## What the task requires
Every record must be restated exactly. Drop the images.
#### Given data
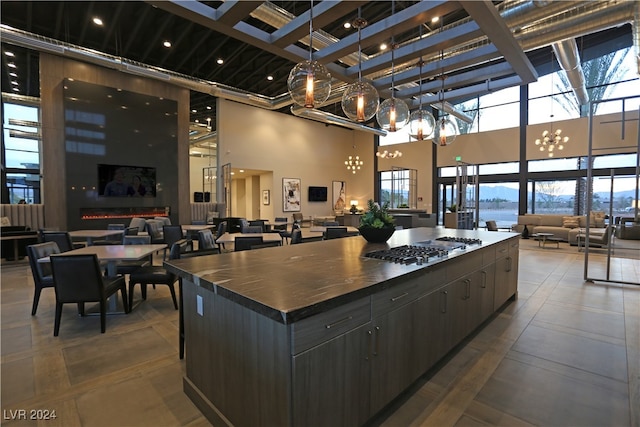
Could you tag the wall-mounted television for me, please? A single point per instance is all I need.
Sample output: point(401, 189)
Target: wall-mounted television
point(317, 194)
point(126, 181)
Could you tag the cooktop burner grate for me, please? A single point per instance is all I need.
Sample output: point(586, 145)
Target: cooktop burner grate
point(409, 254)
point(465, 240)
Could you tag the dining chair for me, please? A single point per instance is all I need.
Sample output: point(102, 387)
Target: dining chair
point(154, 275)
point(296, 236)
point(222, 228)
point(115, 239)
point(42, 277)
point(61, 238)
point(127, 267)
point(286, 235)
point(78, 279)
point(491, 225)
point(206, 239)
point(335, 233)
point(172, 233)
point(244, 243)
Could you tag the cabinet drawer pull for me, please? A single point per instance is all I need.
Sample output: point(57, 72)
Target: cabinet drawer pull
point(331, 325)
point(377, 338)
point(394, 299)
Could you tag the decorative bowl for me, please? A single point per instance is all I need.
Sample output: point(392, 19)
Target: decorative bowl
point(376, 235)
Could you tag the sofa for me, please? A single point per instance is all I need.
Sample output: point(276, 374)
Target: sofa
point(15, 239)
point(562, 226)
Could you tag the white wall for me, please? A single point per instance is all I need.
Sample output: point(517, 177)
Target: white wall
point(292, 147)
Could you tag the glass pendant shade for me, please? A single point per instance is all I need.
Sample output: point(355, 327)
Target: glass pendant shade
point(393, 114)
point(360, 101)
point(421, 125)
point(445, 132)
point(309, 84)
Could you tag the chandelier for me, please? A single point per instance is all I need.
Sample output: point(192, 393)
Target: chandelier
point(389, 154)
point(309, 82)
point(393, 113)
point(360, 99)
point(552, 141)
point(353, 163)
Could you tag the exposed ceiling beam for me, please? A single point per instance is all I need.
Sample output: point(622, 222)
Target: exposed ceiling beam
point(323, 14)
point(233, 11)
point(486, 15)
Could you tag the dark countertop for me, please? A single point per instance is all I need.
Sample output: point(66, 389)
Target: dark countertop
point(296, 281)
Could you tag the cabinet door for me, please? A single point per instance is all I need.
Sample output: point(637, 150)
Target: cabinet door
point(394, 358)
point(331, 381)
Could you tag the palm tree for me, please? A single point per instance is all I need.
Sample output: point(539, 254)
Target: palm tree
point(599, 73)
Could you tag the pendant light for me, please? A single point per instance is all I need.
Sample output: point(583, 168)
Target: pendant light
point(421, 122)
point(360, 99)
point(309, 81)
point(446, 129)
point(393, 113)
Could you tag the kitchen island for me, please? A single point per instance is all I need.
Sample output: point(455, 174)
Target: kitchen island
point(320, 334)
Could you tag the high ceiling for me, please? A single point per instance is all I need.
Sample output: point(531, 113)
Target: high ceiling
point(481, 46)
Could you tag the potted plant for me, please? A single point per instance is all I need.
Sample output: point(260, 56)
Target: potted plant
point(376, 224)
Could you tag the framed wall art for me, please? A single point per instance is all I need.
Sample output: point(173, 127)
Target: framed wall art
point(339, 195)
point(291, 194)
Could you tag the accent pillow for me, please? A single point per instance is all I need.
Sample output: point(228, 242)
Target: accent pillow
point(570, 221)
point(596, 219)
point(211, 215)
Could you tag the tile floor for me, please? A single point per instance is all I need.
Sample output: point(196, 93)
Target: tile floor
point(565, 353)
########
## Result for this exercise
Could you tag the wall-mounted television for me, please? A single point per instance is all I need.
Sample output: point(401, 189)
Target: wall-mounted television
point(317, 194)
point(126, 181)
Could you tag the cooktop burner grate for me, please? A single point per instance is all I need.
Sample output: point(586, 145)
Target: cooktop burner grate
point(409, 254)
point(465, 240)
Could you tag the dining chair for me, please? A single point per instance is all I need.
Sample output: point(102, 387)
Target: dining chair
point(154, 275)
point(296, 236)
point(222, 228)
point(115, 239)
point(42, 277)
point(61, 238)
point(127, 267)
point(286, 235)
point(78, 279)
point(491, 225)
point(206, 239)
point(335, 233)
point(172, 233)
point(244, 243)
Could you tag the cabinet drawer pull for me, please? A single point per instance is all I need.
Sample output: point(57, 72)
Target: cabinet drawer pull
point(331, 325)
point(377, 338)
point(394, 299)
Could you tag the decorative bowl for me, please? A single point per instance is all I need.
Sample output: point(392, 19)
Target: decorative bowl
point(376, 235)
Could you tag the sofa for me, please? A single point per instance is all I need.
Sample output: point(276, 374)
Target: sofa
point(15, 239)
point(562, 226)
Could you tag the white wall for me, please? A single point per instance is all I need.
Sample output: point(517, 177)
Target: white wall
point(292, 147)
Could you tag the glass pendant shade for me, please? A single point per instance is all I need.
Sample output: point(355, 327)
Target: glass pendant shade
point(393, 114)
point(360, 101)
point(421, 125)
point(445, 132)
point(309, 84)
Could you tag the chandelier for me, please? A single point per instance is all I need.
Sample output: point(192, 393)
Target: chandelier
point(389, 154)
point(309, 82)
point(393, 113)
point(360, 99)
point(552, 141)
point(353, 163)
Could you tag the exposed ceiling beam for me, please? A single point per instance is all I need.
Sample output: point(622, 222)
Target: exposed ceiling beam
point(323, 14)
point(233, 11)
point(486, 15)
Could you tag the dark countertop for me, please? A single point per instance is all I need.
Sample output: point(66, 389)
Target: dark countertop
point(296, 281)
Could you tag the cabinet door for me, please? A single point per instance is all I need.
Sample output: point(637, 150)
Target: cabinet door
point(394, 358)
point(331, 381)
Could you tag the palm tree for me, please? A single point per instance is all I need.
Sample output: point(539, 254)
Target: palm tree
point(599, 73)
Could you tag the pendant light for me, please? A single point per instance is all I need.
Sample output: point(583, 168)
Target: pendant light
point(421, 122)
point(360, 99)
point(309, 81)
point(446, 129)
point(393, 113)
Could you tag the kitchen island for me, please? A single point per instance is all I need.
Sample output: point(455, 174)
Target: kitchen island
point(320, 334)
Could you tag the high ceiling for me, please? A single point per instance is all I need.
Sample output: point(531, 113)
Target: high ceiling
point(481, 46)
Could you tag the potted plant for me, please? A single point per instance is all I need.
Sample output: point(260, 56)
Target: potted plant
point(376, 224)
Could you tag the framed wall art for me, please? A single point per instance is all I need.
Sample output: point(173, 127)
Target: framed wall art
point(339, 195)
point(291, 194)
Could you tag the accent pillow for me, please? A single point per instance is all I need.
Sample output: point(228, 242)
Target: accent pillow
point(570, 221)
point(596, 219)
point(211, 215)
Could you tag the tile floor for me, please? A single point per instance is all I need.
Sample output: point(196, 93)
Target: tile floor
point(565, 353)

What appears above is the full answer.